**INSTRUCTIONS TO FOLLOW:**
Copy out the entries that follow, unchanged.

**Source records:**

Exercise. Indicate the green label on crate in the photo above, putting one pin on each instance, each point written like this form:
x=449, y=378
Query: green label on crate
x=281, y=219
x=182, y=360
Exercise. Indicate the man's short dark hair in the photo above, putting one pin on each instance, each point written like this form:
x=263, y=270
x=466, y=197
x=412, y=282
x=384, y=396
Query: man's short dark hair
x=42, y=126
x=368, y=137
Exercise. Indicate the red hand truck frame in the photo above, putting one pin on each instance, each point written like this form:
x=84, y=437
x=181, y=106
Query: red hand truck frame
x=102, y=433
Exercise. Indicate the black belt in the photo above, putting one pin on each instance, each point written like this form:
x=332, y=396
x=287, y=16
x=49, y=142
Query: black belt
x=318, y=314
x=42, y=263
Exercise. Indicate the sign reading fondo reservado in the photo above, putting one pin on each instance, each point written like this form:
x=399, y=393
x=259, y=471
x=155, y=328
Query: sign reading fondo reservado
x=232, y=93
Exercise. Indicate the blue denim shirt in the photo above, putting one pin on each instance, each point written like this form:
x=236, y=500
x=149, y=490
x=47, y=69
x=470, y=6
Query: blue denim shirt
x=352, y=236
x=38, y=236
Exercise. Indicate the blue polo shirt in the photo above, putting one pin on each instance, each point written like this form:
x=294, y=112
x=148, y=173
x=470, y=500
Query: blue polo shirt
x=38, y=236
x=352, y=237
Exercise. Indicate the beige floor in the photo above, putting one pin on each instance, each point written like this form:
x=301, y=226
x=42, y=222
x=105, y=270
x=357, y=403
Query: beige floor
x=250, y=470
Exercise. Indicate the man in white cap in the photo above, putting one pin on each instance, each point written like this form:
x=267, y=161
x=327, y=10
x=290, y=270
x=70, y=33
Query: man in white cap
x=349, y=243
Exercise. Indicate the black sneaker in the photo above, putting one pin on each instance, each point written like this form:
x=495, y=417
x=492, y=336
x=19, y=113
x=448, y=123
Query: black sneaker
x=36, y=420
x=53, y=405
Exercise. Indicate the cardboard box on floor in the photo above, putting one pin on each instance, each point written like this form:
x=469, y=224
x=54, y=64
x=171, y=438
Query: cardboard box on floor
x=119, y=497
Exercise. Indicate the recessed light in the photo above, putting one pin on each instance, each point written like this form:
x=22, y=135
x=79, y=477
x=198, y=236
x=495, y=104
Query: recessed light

**RESPONSE TO THE EXERCISE:**
Exercise. Indicate the green label on crate in the photo above, putting one pin on each instance, each point written like this form:
x=449, y=378
Query: green label on crate
x=281, y=219
x=182, y=360
Exercise. Indicate the man's short dark hair in the photo above, putting one pin on each instance, each point written like this form:
x=263, y=270
x=466, y=197
x=412, y=282
x=384, y=396
Query: man's short dark hair
x=42, y=126
x=368, y=137
Exercise. Indicate the red hand truck frame in the photo above, putting one pin on each instance, each point written like this form:
x=84, y=437
x=181, y=106
Query: red hand truck frame
x=102, y=433
Exercise. Indicate the black belt in the photo above, putting one pin on each instance, each point written like this form:
x=332, y=396
x=287, y=16
x=49, y=142
Query: black belt
x=318, y=314
x=42, y=263
Exercise. Indicate the sign reading fondo reservado in the photo above, putting one pin on each instance, each point written like this form:
x=399, y=393
x=259, y=471
x=155, y=328
Query: sign reading fondo reservado
x=232, y=93
Exercise. Indicate the blue denim shirt in the photo above, putting one pin on each instance, each point written like this form:
x=236, y=500
x=149, y=490
x=47, y=69
x=470, y=6
Query: blue denim shirt
x=352, y=236
x=38, y=236
Exercise. Indicate the blue polo shirt in the photo above, putting one pin on each instance, each point written like this form:
x=294, y=112
x=148, y=173
x=470, y=500
Query: blue polo shirt
x=38, y=236
x=352, y=237
Exercise. Indicate the beige floor in the photo above, putting one pin on each instance, each point written like this form:
x=301, y=226
x=42, y=222
x=105, y=270
x=357, y=403
Query: beige floor
x=250, y=470
Exercise. Indicate the man in white cap in the photo above, putting one pin on each instance, each point written like this form:
x=267, y=161
x=327, y=10
x=290, y=270
x=70, y=33
Query: man in white cap
x=349, y=243
Exercise. Indicate the black sneaker in the photo above, putting one pin on each instance, each point written like this form:
x=495, y=417
x=492, y=336
x=19, y=113
x=448, y=123
Query: black sneaker
x=36, y=420
x=53, y=405
Exercise. Indicate the cardboard box on floor in the photo above, putting one pin on each instance, each point written like this form:
x=469, y=224
x=54, y=64
x=171, y=438
Query: cardboard box on floor
x=119, y=497
Exercise. Indicate the recessed light in the photo above, putting one pin on each instance, each point written like this form:
x=22, y=135
x=79, y=477
x=198, y=236
x=495, y=104
Query: recessed light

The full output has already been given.